▽

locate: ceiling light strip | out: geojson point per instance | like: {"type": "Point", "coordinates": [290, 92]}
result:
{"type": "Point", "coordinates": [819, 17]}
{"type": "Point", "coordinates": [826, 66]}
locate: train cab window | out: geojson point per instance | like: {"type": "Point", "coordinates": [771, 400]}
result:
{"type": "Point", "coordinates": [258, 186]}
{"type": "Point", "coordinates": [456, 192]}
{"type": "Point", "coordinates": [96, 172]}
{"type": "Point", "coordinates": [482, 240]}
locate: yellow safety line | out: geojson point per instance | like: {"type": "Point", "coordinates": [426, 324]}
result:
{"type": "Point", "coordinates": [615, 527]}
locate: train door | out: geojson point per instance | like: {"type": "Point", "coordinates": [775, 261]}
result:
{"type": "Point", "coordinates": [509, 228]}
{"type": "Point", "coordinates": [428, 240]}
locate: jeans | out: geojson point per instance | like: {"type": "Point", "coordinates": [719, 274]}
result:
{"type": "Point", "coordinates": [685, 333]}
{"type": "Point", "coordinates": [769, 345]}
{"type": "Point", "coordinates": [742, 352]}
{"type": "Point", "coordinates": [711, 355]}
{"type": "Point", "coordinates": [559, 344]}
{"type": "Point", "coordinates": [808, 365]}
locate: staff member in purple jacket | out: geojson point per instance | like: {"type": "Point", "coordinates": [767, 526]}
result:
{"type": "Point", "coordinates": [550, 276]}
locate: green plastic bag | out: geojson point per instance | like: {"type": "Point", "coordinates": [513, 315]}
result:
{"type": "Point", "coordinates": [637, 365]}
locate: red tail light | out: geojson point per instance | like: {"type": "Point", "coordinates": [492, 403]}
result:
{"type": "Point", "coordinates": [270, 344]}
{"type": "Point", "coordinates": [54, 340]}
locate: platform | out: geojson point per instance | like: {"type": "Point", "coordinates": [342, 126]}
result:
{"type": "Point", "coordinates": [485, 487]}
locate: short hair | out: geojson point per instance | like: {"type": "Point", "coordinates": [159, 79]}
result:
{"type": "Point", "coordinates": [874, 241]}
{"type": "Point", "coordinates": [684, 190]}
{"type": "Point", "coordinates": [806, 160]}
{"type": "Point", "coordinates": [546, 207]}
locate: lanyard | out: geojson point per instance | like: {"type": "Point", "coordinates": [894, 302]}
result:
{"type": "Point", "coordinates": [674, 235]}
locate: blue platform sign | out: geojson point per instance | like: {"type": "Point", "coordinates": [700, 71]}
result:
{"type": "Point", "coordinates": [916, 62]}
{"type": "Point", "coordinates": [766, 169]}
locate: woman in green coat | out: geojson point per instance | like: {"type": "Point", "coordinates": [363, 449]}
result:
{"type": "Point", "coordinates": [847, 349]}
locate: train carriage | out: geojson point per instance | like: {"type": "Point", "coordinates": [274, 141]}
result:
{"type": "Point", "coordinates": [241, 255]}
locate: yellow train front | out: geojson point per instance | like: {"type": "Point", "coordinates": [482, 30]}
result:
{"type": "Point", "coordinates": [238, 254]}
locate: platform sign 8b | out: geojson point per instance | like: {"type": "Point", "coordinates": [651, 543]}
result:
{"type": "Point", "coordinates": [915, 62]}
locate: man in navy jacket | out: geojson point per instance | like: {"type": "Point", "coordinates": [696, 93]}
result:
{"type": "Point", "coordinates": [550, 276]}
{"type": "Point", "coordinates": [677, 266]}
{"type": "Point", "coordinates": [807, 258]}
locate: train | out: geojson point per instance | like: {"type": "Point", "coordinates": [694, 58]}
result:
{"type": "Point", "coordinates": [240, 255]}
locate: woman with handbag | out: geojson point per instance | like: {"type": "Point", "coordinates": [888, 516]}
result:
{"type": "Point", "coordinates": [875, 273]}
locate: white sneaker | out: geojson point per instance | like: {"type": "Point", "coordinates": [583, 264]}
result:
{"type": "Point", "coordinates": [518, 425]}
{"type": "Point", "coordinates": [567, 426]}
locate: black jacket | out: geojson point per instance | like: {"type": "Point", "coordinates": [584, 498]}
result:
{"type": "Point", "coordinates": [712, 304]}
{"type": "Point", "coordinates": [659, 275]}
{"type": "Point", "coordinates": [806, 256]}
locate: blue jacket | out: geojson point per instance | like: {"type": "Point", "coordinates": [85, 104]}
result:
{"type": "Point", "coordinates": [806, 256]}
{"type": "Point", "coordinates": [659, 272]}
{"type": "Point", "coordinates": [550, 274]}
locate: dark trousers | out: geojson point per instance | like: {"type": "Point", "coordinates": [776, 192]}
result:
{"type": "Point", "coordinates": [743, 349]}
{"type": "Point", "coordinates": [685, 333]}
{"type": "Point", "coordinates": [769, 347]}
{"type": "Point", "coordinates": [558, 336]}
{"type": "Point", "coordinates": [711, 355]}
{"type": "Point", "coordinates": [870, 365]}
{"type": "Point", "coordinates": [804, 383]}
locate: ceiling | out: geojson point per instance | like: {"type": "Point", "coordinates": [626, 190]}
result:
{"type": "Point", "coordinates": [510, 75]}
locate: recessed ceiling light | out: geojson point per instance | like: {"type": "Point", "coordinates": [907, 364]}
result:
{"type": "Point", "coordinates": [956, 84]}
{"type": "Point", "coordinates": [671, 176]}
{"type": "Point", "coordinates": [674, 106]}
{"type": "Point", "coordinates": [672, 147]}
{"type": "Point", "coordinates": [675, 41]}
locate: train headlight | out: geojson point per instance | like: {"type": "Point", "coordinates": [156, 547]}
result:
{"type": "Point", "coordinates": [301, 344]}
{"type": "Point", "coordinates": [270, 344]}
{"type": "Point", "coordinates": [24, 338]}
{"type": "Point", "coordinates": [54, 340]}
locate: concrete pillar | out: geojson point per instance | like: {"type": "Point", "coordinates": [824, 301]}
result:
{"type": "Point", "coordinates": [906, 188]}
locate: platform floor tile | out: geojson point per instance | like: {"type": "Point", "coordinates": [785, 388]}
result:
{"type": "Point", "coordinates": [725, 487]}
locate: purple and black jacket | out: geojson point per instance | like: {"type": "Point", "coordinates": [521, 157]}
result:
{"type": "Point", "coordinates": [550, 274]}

△

**Work instruction:** Across the material above, count every line holding "sign" and write down only the number.

**Result:** 2